(begin)

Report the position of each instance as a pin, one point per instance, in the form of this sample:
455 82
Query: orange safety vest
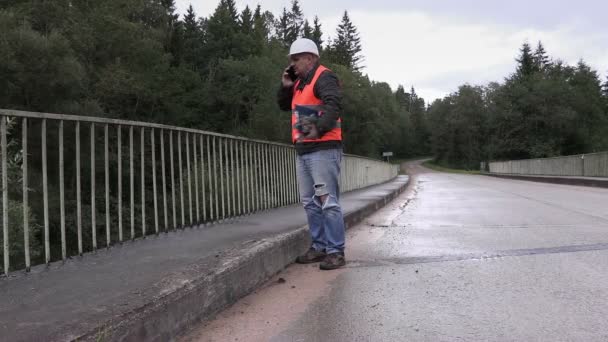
306 97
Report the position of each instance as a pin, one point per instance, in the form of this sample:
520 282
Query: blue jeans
319 175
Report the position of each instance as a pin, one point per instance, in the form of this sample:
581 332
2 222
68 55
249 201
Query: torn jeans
319 175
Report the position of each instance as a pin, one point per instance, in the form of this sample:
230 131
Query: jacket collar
306 80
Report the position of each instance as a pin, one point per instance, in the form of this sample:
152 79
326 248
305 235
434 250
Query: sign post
387 155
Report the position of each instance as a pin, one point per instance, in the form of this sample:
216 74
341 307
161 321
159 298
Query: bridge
123 230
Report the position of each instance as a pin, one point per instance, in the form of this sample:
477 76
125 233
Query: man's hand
286 80
313 133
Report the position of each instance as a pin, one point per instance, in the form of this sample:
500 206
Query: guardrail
585 165
72 184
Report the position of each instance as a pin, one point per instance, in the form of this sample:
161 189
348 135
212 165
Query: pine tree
306 30
296 20
541 59
221 32
282 28
526 62
346 48
192 38
317 35
260 27
246 21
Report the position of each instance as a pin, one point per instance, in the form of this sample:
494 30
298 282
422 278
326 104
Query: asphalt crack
477 256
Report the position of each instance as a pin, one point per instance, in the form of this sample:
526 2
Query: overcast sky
438 45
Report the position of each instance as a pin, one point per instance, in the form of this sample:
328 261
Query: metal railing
138 179
585 165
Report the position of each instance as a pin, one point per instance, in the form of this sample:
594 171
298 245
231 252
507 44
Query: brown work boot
333 261
311 256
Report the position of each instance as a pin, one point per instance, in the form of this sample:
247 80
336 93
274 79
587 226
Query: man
318 143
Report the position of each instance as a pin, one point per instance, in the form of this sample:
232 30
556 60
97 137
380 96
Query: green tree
306 30
541 59
526 64
317 34
346 48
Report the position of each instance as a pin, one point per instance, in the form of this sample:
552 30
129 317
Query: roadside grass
429 164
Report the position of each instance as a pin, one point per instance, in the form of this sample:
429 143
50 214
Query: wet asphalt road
456 258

(end)

** Problem statement **
Gather each line in the listing above that contains the word "asphalt", and copy those lines in full.

** Exercise solution **
Query: asphalt crack
Query: wet asphalt road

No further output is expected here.